>>>>

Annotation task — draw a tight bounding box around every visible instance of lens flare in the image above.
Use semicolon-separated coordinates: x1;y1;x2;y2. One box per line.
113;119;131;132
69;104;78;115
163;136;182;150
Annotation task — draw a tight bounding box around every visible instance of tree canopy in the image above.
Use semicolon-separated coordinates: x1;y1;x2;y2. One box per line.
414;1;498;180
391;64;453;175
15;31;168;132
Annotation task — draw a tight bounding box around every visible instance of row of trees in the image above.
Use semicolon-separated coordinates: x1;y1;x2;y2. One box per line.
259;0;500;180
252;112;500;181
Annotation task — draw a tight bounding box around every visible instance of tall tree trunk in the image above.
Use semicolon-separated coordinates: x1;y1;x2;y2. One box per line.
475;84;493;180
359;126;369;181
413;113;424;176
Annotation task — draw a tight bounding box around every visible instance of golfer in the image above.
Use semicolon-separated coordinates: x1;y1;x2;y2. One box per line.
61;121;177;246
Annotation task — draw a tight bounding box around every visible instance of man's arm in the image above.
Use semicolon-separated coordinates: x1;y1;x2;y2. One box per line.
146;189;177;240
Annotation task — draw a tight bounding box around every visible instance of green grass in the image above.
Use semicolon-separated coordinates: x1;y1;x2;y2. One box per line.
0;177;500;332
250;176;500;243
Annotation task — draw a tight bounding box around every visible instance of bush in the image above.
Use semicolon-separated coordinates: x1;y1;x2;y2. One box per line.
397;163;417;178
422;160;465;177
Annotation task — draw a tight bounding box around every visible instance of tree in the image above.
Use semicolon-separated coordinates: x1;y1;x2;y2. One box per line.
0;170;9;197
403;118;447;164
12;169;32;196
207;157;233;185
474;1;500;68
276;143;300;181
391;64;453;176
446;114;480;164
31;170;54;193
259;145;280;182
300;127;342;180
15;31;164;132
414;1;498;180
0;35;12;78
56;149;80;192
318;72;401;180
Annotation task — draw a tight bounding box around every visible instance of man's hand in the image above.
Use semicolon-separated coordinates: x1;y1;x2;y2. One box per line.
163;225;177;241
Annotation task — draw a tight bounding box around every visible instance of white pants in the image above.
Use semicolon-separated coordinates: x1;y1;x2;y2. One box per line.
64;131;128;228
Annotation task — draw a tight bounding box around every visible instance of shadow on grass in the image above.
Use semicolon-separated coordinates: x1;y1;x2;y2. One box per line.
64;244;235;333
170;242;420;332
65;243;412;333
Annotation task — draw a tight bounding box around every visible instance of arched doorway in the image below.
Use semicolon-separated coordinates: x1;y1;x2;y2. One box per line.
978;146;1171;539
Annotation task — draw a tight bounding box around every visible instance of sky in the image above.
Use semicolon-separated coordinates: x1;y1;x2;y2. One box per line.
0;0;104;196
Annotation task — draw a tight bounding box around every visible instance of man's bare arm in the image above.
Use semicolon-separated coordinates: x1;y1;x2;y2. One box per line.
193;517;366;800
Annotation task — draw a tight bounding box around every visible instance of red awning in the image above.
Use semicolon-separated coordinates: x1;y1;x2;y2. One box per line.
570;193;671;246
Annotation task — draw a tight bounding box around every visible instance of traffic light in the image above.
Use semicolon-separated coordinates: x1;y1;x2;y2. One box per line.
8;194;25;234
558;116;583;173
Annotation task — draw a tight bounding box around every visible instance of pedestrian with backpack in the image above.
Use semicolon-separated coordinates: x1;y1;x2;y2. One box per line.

<<<<

▶ Exercise
Recast the part of the records that opens with the line containing "sky in the image above." and closes with the line containing "558;116;583;173", both included, as a Markdown table with the columns Row and Text. Give each line its own numbered row, skip blank lines, and include nothing outside that part.

▶ The reply
| Row | Text |
|---|---|
| 1 | Annotation task — draw a tight bounding box around every visible instance of sky in the image above. |
| 2 | Use semicolon-separated coordinates: x1;y1;x2;y2. One box per line. |
| 3 | 0;0;104;196 |
| 4 | Annotation task — draw a tight bounding box around every visible instance of man's bare arm in the image above. |
| 5 | Use semicolon-separated coordinates: x1;y1;x2;y2. One box per line. |
| 6 | 193;517;366;800 |
| 7 | Annotation task — draw a tight bounding box around every visible instance of red awning in the image above. |
| 8 | Use semicolon-separated coordinates: x1;y1;x2;y2. One box per line. |
| 9 | 570;193;671;246 |
| 10 | Annotation task — draw a tight bounding box around every visible instance of traffic light in the image above. |
| 11 | Use semicolon-separated coordinates: x1;y1;x2;y2. One box per line. |
| 12 | 8;194;25;234 |
| 13 | 558;116;583;173 |